··· SELECTED EXCERPT

Uganda may be a market for Georgia cotton farming and textile production equipment and an alternative source for value-added cotton products if a Georgia training program can help make Uganda companies export-ready, according to Glen Ames.

Dr. Ames, director of international outreach at the University of Georgia, was instrumental in securing a grant for the university’s Office of International Public Service and Outreach to develop business opportunities between U.S. textile and apparel companies and those in Uganda.

“If Georgia companies need cotton products, why not source from Uganda?” Mr. Ames said. He added that Georgia companies could provide certified cottonseed and machinery for cotton or textile production, including sprayers and small tools, for Ugandan growers.

“We hope we can help Uganda utilize its comparative advantage in cotton in a value-added context for export,” Mr. Ames told GlobalAtlanta, noting that 90 percent of Uganda’s “very high quality cotton” is exported in raw form rather than as textiles or apparel.

Recognizing that textile and apparel importation is a sensitive topic for some Georgia industries, Job Dieleman, international trade consultant at the University of Georgia’s Small Business Development Center, pointed out that Uganda’s scale of operation in cotton and textile production is much smaller than that of the United States, so it would not be a competitor to domestic production. Georgia companies may be able to share their competitive advantages in technical assistance with the Ugandans, he suggested.

······
··· SUPPLIED MATERIAL

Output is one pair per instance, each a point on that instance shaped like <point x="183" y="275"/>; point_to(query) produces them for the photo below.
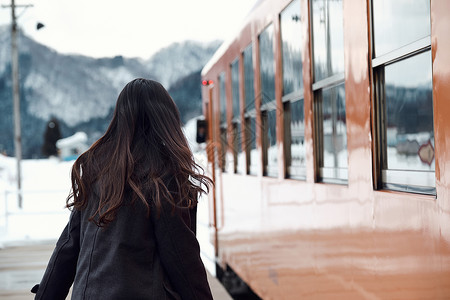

······

| TASKS TO COMPLETE |
**1)** According to the article on Uganda's cotton trade with Georgia, what percentage of Uganda's cotton is exported in raw form?
**2)** Write the next few paragraphs of the article on Uganda's cotton trade with Georgia, starting after its final sentence.

| EXPECTED OUTPUTS |
**1)** 90 percent

**2)**
“Ugandan companies don’t yet have an understanding of what it takes to compete in a global marketplace,” Mr. Dieleman said. “We are hoping to help them increase their export-readiness and meet the requirements of AGOA.”

AGOA, or the African Growth and Opportunities Act, is a Bush administration initiative begun in 2000 to open U.S. markets to sub-Saharan African countries and make their companies and economies more transparent. A chief provision of the act, which has been extended through 2015, allows 37 of the 48 sub-Saharan countries to export clothes to the U.S. duty free.

Export-readiness for the Ugandan textile companies, according to Mr. Dieleman, means helping them to meet the quality requirements of U.S. and world markets, to deliver product on time and with high quality and to build the critical mass and capacity to respond to large orders. It also means helping them understand marketing issues such as branding, packaging and adding value or functionality to their products for final sale, he said.

Dr. Ames and Mr. Dieleman were part of a five-person Georgia delegation that traveled to Uganda in April for an initial planning meeting for the project, which is being conducted in partnership with the Uganda Investment Authority and the East Africa American Business Council in Atlanta. An eight-person trade mission from Uganda is expected to come to Georgia this summer to participate in apparel marketing activities here, and a U.S. trade mission is slated to go to Uganda in the fall. The project is expected to result in the creation of an apparel trade information Web site.

The grant for the export training project came from the U.S. Department of State’s Bureau of Educational and Cultural Affairs Office of Citizen Exchanges for the specific purpose of increasing income and employment in Uganda’s textile and apparel sector through exports by taking advantage of AGOA.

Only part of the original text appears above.